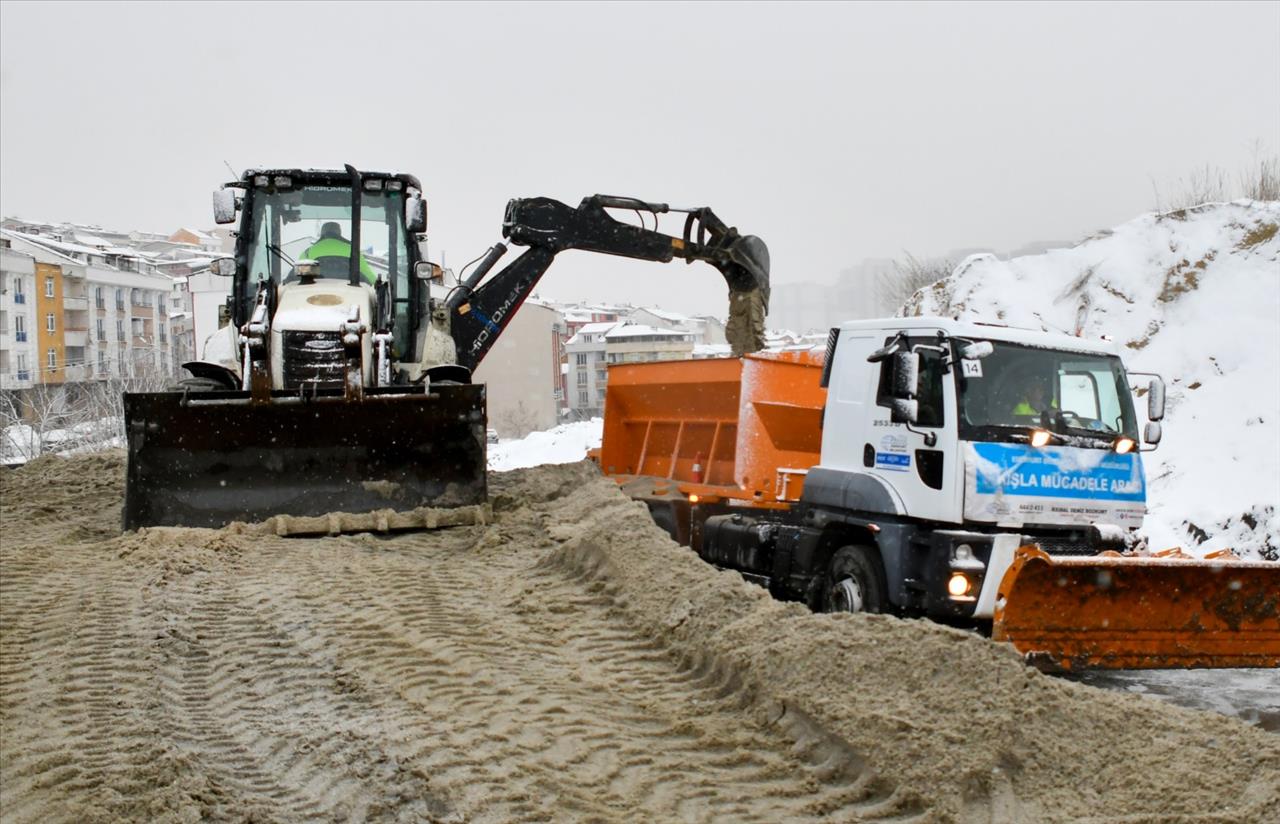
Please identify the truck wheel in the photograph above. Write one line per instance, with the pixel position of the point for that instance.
(855, 582)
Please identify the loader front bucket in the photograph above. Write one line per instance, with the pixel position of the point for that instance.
(205, 459)
(1123, 612)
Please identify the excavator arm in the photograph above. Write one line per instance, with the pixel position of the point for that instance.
(479, 312)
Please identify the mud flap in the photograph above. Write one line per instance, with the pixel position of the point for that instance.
(1123, 612)
(206, 459)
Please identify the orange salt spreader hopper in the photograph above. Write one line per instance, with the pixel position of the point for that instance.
(707, 440)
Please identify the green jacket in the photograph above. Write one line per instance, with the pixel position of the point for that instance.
(337, 247)
(1025, 408)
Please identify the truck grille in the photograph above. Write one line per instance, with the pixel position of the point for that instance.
(312, 357)
(1068, 545)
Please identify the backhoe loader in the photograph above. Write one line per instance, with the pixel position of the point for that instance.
(338, 393)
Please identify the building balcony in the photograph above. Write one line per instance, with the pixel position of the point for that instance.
(16, 380)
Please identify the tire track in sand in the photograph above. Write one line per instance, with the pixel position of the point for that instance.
(556, 706)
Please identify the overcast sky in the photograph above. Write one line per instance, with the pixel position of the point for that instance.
(835, 132)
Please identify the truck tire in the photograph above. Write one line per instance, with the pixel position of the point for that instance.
(855, 582)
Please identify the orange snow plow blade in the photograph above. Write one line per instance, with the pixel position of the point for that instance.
(1124, 612)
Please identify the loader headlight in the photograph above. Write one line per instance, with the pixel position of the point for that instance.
(959, 585)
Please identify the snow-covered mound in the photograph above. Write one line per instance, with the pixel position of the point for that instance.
(1194, 296)
(562, 444)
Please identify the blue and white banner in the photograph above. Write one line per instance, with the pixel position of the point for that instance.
(1060, 485)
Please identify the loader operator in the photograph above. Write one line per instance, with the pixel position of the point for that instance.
(1036, 399)
(333, 245)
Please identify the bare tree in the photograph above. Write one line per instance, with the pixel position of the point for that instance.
(909, 277)
(1260, 181)
(32, 419)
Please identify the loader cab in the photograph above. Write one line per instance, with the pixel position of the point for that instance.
(293, 215)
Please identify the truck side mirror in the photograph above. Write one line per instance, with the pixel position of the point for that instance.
(1156, 402)
(904, 385)
(904, 411)
(906, 375)
(425, 270)
(224, 206)
(415, 213)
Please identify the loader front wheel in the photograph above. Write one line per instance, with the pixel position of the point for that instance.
(855, 582)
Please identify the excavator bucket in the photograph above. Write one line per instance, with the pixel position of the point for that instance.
(205, 459)
(1124, 612)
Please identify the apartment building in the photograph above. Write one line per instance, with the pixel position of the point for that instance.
(17, 317)
(85, 314)
(705, 329)
(522, 371)
(597, 346)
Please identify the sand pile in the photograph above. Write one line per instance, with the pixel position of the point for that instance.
(566, 662)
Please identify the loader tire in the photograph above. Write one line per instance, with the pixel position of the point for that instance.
(855, 582)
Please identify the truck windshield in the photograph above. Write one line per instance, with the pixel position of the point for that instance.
(315, 221)
(1070, 393)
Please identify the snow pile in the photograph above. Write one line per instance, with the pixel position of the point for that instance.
(566, 443)
(1194, 296)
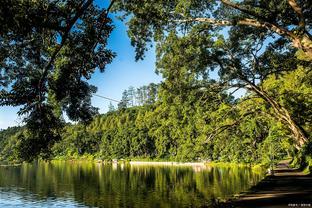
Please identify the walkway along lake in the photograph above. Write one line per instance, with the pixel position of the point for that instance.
(88, 184)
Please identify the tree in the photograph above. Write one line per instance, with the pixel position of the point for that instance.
(48, 49)
(187, 41)
(289, 20)
(111, 107)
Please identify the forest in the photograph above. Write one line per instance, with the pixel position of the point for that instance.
(256, 110)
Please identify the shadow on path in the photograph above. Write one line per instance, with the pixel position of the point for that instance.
(287, 188)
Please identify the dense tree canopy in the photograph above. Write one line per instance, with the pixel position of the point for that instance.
(49, 49)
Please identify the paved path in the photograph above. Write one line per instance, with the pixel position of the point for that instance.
(287, 188)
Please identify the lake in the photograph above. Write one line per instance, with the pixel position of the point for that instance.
(88, 184)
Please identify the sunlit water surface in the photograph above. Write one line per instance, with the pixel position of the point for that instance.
(86, 184)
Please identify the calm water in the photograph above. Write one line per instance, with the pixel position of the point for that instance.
(69, 184)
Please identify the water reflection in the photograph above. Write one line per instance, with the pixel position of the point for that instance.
(75, 184)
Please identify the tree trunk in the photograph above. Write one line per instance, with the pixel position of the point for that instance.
(282, 113)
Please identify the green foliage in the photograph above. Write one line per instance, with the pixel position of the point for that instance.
(49, 49)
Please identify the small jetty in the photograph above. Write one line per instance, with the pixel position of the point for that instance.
(288, 187)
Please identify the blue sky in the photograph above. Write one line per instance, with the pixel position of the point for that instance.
(119, 75)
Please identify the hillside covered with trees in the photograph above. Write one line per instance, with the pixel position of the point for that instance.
(261, 47)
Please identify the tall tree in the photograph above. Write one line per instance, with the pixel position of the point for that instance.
(190, 35)
(289, 20)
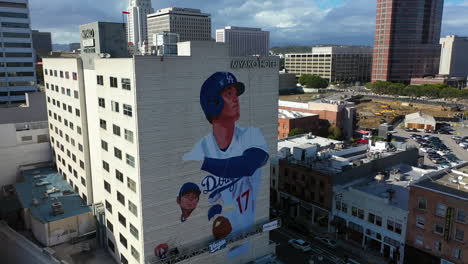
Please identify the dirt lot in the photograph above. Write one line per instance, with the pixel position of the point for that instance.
(373, 112)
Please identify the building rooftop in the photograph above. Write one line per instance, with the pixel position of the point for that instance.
(41, 188)
(392, 185)
(34, 110)
(452, 181)
(289, 114)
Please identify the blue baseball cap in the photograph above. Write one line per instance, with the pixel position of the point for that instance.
(214, 210)
(189, 187)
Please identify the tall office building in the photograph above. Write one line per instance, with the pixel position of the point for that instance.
(335, 63)
(406, 41)
(190, 24)
(42, 42)
(157, 203)
(454, 56)
(137, 23)
(17, 69)
(244, 41)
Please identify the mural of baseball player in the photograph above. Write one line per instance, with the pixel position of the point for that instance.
(232, 155)
(188, 198)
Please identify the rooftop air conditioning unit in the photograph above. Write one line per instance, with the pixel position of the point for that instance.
(57, 208)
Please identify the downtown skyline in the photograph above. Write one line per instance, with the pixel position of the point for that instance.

== == ==

Exercise details —
Keep the pictures out of the copy and write out the data exactly as it stands.

Solution to the exercise —
Please identify the truck wheel in the photograph above. Write one line per instance, with the pixel position of the point for that instance.
(855, 582)
Please identify the loader front bucket in the photograph above. Write one line per instance, with the pixel position of the point for that instance.
(205, 459)
(1123, 612)
Please identify the excavator arm in the photograph above. Write one line per instance, with the pixel position of the point for that instance.
(479, 312)
Please identify the mud flap in the photograph above. Write one line per instance, with the pixel position of the point for that instance.
(1123, 612)
(206, 459)
Please identify the orange salt spreader hopper in the photograph above. Write one line per instance, with the pixel position of the point for that instance.
(707, 440)
Please identify the green jacket in the photograph above. Write one line per instance, with the pixel position of the point for that instance.
(337, 247)
(1025, 408)
Please identify the truck grille in the photograph above. Write one line per instance, with the pixel position of the point for that instance.
(312, 357)
(1068, 545)
Please identify the backhoe loader in the photograph above. Write one line per instance, with the pixel position of the point for that instance.
(338, 393)
Please identify the building balcony in the photograph above. Write one line per instance, with the pixel position of the point for that instance.
(16, 380)
Please identify the tire track in sand in the photograph above. Write one line per instance, with the pixel position of the point for that instance.
(556, 706)
Please identify the overcast sky in the photograph above. Write one line per instance, with the pixel position of the point for that instance.
(835, 132)
Please identify the truck tire in the photograph above. Write one line per instance, with the pixel position of the point for that instance.
(855, 582)
Please identify the orange snow plow blade in the photograph above. Write one line per instance, with the pixel position of the point for that instance.
(1124, 612)
Please identify the loader headlight in the photograph above. Write one line per instance, with the pixel position of the point for that instance.
(959, 585)
Please identify the snow-covered mound in the photograph above. Write one line per instance, with the pixel position of the point for that instance.
(1194, 296)
(562, 444)
Please identify the blue and white banner in the photograph above. Write one line per instance, with the pixel position of the point for that instance.
(1060, 485)
Please identify the loader operator in the photograph above. Write one line per instance, with the pixel position of the point for that instance.
(1036, 399)
(333, 245)
Please identify the bare tree in the photograph above. Write one line per instance, with the pixel position of the point for that instance.
(909, 277)
(1260, 181)
(32, 419)
Please identify the loader cab in the photograph above. Write one line per instance, with the pixel position of the point for that instance.
(293, 215)
Please identify the truck side mirror in the photograph above. Write one line per instance, with the pixel position of the point for that instance.
(1156, 402)
(904, 385)
(904, 411)
(906, 375)
(425, 270)
(224, 206)
(415, 213)
Please identify the loader front wheel in the photograph above. Write one line per instance, with the pixel position of the point for that instance.
(855, 582)
Please identify the excavator bucket in the photograph above. Write one line per instance, with the pixel position of the point for that instance.
(205, 459)
(1124, 612)
Please identify the apartment building in the photograph above. Write one line per instance, with the pixel position of the point for that instance.
(17, 317)
(85, 314)
(705, 329)
(522, 371)
(597, 346)
Please identify the sand pile in the photograph above. Write one line per instance, with the pixel position of the point for that instance.
(566, 662)
Please identify the loader tire in the photograph above. Write one line per instance, with the pixel position of the point for that instance.
(855, 582)
Please identify the truck windshield in the photograph above. Write one line per instance, with the pixel position of the point for that instance.
(315, 221)
(1070, 393)
Please identify the snow pile in the photograph above. Write one line per instance, with the pixel position of the point for that instance.
(566, 443)
(1194, 296)
Please identify the walkway along lake in the photograph above. Write one line per instance, with the pixel position of the point for that instance.
(88, 184)
Please identify the tree in the photograph above. Write one line per instance, with the pixel position of the point for that instance.
(48, 49)
(187, 41)
(289, 20)
(111, 107)
Please identify the forest in the photograph above. Write one line per instance, with the pixel position of the point for that instance.
(256, 110)
Please identify the shadow on path in the photograph above. Write one line per instance, with the pixel position of the point for that instance.
(287, 188)
Please identify the dense tree canopy in the photograph above. Write one line per instance, with the pixel position of the point for that instance.
(49, 49)
Please identify the paved path in the photograph above. Write one line per instance, with the pixel position of the point for that instance.
(287, 188)
Please identify the lake in the photograph above. Write one line per instance, with the pixel position of the point for that instance.
(88, 184)
Please identify the sunlit water surface in the photograph above. Write one line per instance, with the pixel position of the point for that instance.
(86, 184)
Please identify the calm water in the photograph above. Write one line per instance, with the pixel position of the point for that instance.
(69, 184)
Please identify the water reflection in the photograph above. Write one line per instance, with the pixel position of the point for that instance.
(75, 184)
Please identify the tree trunk in the photograph above. Write one line per instance, with the pixel position of the point for that instance.
(282, 113)
Please identify the green foliage in the photograph above. Write one line per instance, with the pixel position of the point for that instance.
(49, 49)
Please identify the small jetty in the photograph above. Write one line per instance, with the pixel position of the point for that instance.
(288, 187)
Please identify the blue sky in the photograph above. Write one line per instance, with the pixel position of the point for that instance.
(119, 75)
Please identify the hillside covered with trees in the photograph above. Write one line per instance, with the pixel position of the point for that instance.
(261, 47)
Please identify the tall tree in the photograph above. Write one line per instance, with the pixel position of the point for that instance.
(190, 35)
(289, 20)
Please identify the dirt lot in the photograph above. Write one line per instance, with the pixel position of the point for that instance.
(373, 112)
Please identify the building rooftop in the photograph above. Write one line per instance, with the pixel position of the point for that instance.
(41, 188)
(392, 185)
(34, 110)
(452, 181)
(289, 114)
Please identify the blue baseball cap in the photograph above. Write one line per instance, with the pixel position of the point for that instance.
(214, 210)
(189, 187)
Please identify the tall office building in the photograph above. Write one line per instance, with the pixel position of the point for that instance.
(335, 63)
(406, 41)
(190, 24)
(42, 42)
(157, 203)
(454, 56)
(137, 23)
(17, 69)
(244, 41)
Please identify the mural of baseball player in the photograph above. Write one line per instance, with the pixel position of the point for that instance.
(232, 155)
(188, 198)
Please identify the rooftop air conditioning unit in the photograph above. Write one line per instance, with the pixel position of the point for that instance.
(57, 208)
Please identify the downtown skyline in the photograph above. Write one line per instance, with the pixel position of the point for that instance.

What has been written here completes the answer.